● **Recorded information**
******************************

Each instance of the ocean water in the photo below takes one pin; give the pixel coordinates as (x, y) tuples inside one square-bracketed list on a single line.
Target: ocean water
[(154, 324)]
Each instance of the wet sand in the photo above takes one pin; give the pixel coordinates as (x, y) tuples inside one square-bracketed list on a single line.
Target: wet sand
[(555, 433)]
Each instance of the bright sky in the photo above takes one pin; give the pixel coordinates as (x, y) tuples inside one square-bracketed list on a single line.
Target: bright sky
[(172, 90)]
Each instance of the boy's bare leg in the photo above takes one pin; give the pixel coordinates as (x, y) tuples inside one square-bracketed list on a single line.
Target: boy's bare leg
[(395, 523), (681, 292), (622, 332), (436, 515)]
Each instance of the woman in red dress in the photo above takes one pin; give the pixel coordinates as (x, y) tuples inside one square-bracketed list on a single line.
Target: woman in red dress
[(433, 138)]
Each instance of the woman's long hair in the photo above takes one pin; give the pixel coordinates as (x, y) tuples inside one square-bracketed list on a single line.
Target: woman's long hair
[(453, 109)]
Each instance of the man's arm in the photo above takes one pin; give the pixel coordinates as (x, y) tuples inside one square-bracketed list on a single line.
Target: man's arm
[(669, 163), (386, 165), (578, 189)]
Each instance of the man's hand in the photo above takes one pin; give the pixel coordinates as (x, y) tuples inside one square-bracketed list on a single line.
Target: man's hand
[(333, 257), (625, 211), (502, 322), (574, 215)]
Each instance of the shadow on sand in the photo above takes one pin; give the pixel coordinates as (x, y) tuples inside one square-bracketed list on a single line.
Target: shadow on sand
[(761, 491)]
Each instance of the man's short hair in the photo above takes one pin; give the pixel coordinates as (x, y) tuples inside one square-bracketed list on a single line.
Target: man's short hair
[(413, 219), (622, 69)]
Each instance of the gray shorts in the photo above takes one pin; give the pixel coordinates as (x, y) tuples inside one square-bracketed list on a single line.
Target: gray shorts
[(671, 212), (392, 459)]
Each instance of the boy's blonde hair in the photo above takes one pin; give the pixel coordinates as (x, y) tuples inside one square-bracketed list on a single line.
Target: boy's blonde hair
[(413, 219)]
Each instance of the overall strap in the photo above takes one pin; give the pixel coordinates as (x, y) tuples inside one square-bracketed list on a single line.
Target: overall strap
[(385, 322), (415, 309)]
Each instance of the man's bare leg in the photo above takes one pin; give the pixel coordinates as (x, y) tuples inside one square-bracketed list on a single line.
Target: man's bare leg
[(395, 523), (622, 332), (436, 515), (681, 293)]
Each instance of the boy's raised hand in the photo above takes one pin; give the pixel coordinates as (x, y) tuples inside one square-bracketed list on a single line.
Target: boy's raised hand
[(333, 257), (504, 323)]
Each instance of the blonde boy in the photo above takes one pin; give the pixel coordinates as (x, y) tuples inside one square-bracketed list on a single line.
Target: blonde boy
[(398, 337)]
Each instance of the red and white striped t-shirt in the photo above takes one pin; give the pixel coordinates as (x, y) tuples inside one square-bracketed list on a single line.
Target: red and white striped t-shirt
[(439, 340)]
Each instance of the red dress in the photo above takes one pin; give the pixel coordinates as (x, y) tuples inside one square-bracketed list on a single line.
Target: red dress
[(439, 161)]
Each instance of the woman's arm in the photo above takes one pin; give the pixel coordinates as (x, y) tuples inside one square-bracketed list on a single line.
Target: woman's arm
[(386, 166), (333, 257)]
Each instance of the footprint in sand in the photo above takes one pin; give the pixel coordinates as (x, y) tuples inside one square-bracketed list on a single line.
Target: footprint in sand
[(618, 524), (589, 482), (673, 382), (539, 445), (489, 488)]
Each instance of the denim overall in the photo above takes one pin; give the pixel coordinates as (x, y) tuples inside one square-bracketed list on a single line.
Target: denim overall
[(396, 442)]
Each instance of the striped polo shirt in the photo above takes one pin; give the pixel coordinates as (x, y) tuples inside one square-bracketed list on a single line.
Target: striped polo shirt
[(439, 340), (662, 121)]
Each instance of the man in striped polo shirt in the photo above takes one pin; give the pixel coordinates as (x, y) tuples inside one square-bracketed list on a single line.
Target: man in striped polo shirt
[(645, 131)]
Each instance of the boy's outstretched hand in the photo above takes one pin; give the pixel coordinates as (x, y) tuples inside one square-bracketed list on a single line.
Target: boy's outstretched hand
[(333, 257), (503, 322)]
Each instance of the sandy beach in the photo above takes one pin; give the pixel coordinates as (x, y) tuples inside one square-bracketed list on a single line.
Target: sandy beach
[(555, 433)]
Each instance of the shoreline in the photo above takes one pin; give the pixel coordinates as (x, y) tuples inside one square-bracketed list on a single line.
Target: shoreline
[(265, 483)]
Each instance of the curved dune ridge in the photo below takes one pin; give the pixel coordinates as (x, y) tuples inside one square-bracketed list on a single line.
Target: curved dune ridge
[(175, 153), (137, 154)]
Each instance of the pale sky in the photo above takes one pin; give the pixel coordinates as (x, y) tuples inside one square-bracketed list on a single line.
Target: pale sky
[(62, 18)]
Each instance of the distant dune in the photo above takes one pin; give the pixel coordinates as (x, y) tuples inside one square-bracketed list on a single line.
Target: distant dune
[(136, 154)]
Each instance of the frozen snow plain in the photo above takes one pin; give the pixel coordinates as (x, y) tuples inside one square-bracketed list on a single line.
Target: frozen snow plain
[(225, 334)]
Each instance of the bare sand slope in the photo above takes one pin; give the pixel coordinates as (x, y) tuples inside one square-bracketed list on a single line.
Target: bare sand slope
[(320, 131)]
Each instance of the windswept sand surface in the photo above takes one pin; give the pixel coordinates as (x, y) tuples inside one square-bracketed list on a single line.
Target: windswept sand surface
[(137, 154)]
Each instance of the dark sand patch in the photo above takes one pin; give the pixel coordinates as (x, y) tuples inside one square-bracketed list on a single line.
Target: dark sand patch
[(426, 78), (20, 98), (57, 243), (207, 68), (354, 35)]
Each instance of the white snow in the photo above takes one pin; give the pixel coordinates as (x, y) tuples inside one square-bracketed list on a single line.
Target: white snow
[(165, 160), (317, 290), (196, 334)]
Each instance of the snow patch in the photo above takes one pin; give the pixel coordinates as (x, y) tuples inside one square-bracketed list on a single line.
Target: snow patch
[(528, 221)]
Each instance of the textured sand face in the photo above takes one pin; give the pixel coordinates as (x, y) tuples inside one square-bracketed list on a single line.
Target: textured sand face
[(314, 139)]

******************************

● **Objective**
Lay out all the rows above as a JSON list of strings, with each line as its own string and blank lines omitted.

● **Solved exercise**
[
  "Each instance of the ocean water in the photo below takes one pin; give the pixel coordinates as (x, y) tuples inside one square-bracketed list on a single line.",
  "Target: ocean water",
  "[(154, 324)]",
  "Each instance of the wet sand in the photo above takes one pin; give the pixel coordinates as (x, y) tuples inside one square-bracketed list on a single line.",
  "Target: wet sand",
  "[(555, 433)]",
  "Each instance of the bright sky in the photo above takes one pin; give the pixel coordinates as (x, y) tuples inside one square-bracketed list on a single line.",
  "Target: bright sky",
  "[(172, 90)]",
  "Each instance of the boy's bare leg in the photo above takes one pin; give the pixel coordinates as (x, y) tuples inside one square-bracketed list on a single line.",
  "Target: boy's bare leg",
  "[(395, 523), (681, 292), (622, 332), (436, 515)]",
  "Each instance of the woman in red dress in the photo above takes one pin; give the pixel coordinates as (x, y) tuples inside one square-bracketed list on a single line.",
  "Target: woman in red dress",
  "[(433, 138)]",
  "Each instance of the woman's long hair in the photo above takes one pin; give the pixel coordinates as (x, y) tuples inside one square-bracketed list on a single line.",
  "Target: woman's long hair",
  "[(453, 109)]",
  "Each instance of the man's arm in the photo above takes one pin; give the pixel coordinates as (x, y) tuples inside one square-bracketed list on a single line.",
  "Target: man's arm",
  "[(669, 163), (386, 165), (578, 189)]",
  "Each instance of the man's hand in the photo above takes one pin; give the pixel coordinates as (x, y) tuples inside one square-bracketed list on a single line.",
  "Target: man's hand",
  "[(333, 257), (625, 211), (502, 322), (574, 215)]",
  "Each instance of the shadow on sand in the photo above takes one pin; give the pixel coordinates as (x, y) tuples inside one square-bracketed list on a single line.",
  "Target: shadow on sand",
  "[(761, 491)]",
  "Each instance of the man's short hair in the photo above takes one pin; give the pixel coordinates as (x, y) tuples inside one square-bracketed list on a single line.",
  "Target: man's short hair",
  "[(413, 219), (622, 69)]",
  "Each instance of the gray shorts in the photo above takes one pin; give the pixel coordinates as (x, y) tuples inside one square-bracketed list on a single line.",
  "Target: gray shorts",
  "[(671, 212), (392, 459)]",
  "Each instance of the boy's blonde hair in the photo above takes one pin; give the pixel coordinates as (x, y) tuples inside one square-bracketed list on a single line.",
  "Target: boy's blonde hair",
  "[(413, 219)]",
  "Each instance of the overall strap in the photo above takes one pin; give the pixel coordinates as (x, y) tuples inside one square-bracketed list on a single line.",
  "Target: overall strap",
  "[(385, 322), (415, 309)]",
  "Each instance of the man's bare leg in the photo above takes one pin; give the pixel coordinates as (x, y) tuples inside one square-bracketed list on a single line.",
  "Target: man's bare leg",
  "[(395, 523), (622, 332), (436, 515), (681, 293)]",
  "Each instance of the boy's raised hand in the photo above takes one pin; give the pixel coordinates as (x, y) tuples inside one square-bracketed list on a single line.",
  "Target: boy's raised hand",
  "[(333, 257), (504, 323)]",
  "Each instance of the blonde boy in the photo above takes one pin; give the pixel coordinates as (x, y) tuples inside one square-bracketed list on a single line.",
  "Target: blonde boy",
  "[(398, 337)]",
  "Each instance of the red and white striped t-shirt in the photo above takes one pin; give the pixel coordinates as (x, y) tuples inside one square-bracketed list on a single line.",
  "Target: red and white striped t-shirt",
  "[(439, 340)]",
  "Each instance of the red dress in the photo above takes one pin; give the pixel coordinates as (x, y) tuples inside one square-bracketed list on a single line.",
  "Target: red dress",
  "[(439, 161)]",
  "Each instance of the woman's arm in the photo above takes one pin; give the pixel coordinates as (x, y) tuples inside one square-bracketed list on a single line.",
  "Target: woman's arm",
  "[(386, 166), (333, 257)]",
  "Each instance of the footprint in sand in the photo above takes one pin; give the pixel coordinates as (x, y) tuples inside one square-bracketed list on a single line.",
  "Target: footprint in sand",
  "[(618, 524), (589, 482), (673, 382), (539, 445), (489, 488)]",
  "Each instance of the denim overall in the photo above takes one pin; give the pixel coordinates as (x, y) tuples inside one square-bracketed list on a single line.",
  "Target: denim overall",
  "[(396, 442)]",
  "Each instance of the striped polo shirt in the photo above takes one pin; give the pixel coordinates as (x, y) tuples inside one square-bracketed list on a single line.",
  "Target: striped polo shirt",
  "[(439, 340), (662, 121)]",
  "Each instance of the man in striped polo shirt in the photo above takes one pin; give the pixel coordinates as (x, y) tuples inside one square-bracketed list on a single line.",
  "Target: man in striped polo shirt",
  "[(645, 131)]",
  "Each instance of the boy's outstretched hand in the photo above takes one pin; give the pixel coordinates as (x, y) tuples inside one square-bracketed list on a single line.",
  "Target: boy's outstretched hand",
  "[(333, 257), (503, 322)]",
  "Each instance of the sandy beach in the photo above takes one pin; give the pixel coordinates as (x, y) tuples inside one square-bracketed list on a single line.",
  "Target: sandy beach",
  "[(555, 433)]",
  "Each instance of the shoreline in the photo above takes one pin; give the pixel coordinates as (x, y) tuples inside one square-bracketed list on a single line.",
  "Target: shoreline",
  "[(265, 483)]",
  "Each instance of the curved dune ridge in the photo below takes one pin; give the pixel coordinates as (x, y) tuples inside one square-bracketed list on a single line.",
  "Target: curved dune ridge",
  "[(175, 153), (137, 154)]",
  "Each instance of the pale sky in the photo above takes one pin; give the pixel coordinates as (x, y) tuples inside one square-bracketed list on a single line.",
  "Target: pale sky",
  "[(62, 18)]",
  "Each instance of the distant dune in the photo above takes one pin; give the pixel coordinates as (x, y) tuples inside one square-bracketed list on a single line.",
  "Target: distant dune",
  "[(136, 154)]",
  "Each instance of the frozen snow plain in the photo above takes one pin; give the pixel coordinates as (x, y) tuples inside one square-bracketed list on a single line.",
  "Target: frozen snow plain",
  "[(225, 334)]",
  "Each instance of the bare sand slope in the photo above takes one pin; give the pixel coordinates as (x, y) tuples inside one square-bracketed list on a single line.",
  "Target: bare sand slope",
  "[(320, 131)]",
  "Each instance of the windswept sand surface in the photo above takes one pin; give the pixel coordinates as (x, y) tuples inside one square-bracketed list on a single line.",
  "Target: windswept sand surface",
  "[(137, 154)]",
  "Each instance of the dark sand patch in the photo above takes one pin; give the pixel coordinates as (x, y) tuples inside one square-bracketed list on a single line.",
  "Target: dark sand patch",
  "[(426, 78), (20, 98), (57, 243), (207, 68), (354, 35)]",
  "Each instance of the white snow in the photo above takes one pin; give the pixel coordinates as (x, y) tuples inside one square-bracketed list on a single line.",
  "Target: white snow",
  "[(165, 160), (317, 290), (196, 334)]",
  "Each instance of the snow patch in the photo above takes one pin; give the pixel coordinates as (x, y) tuples inside one square-bracketed list on a single line.",
  "Target: snow patch",
  "[(528, 221)]",
  "Each instance of the textured sand face in the photo above takes one pin; give the pixel coordinates as (x, y) tuples inside one square-bracketed list on a single line.",
  "Target: textured sand face",
  "[(314, 139)]"
]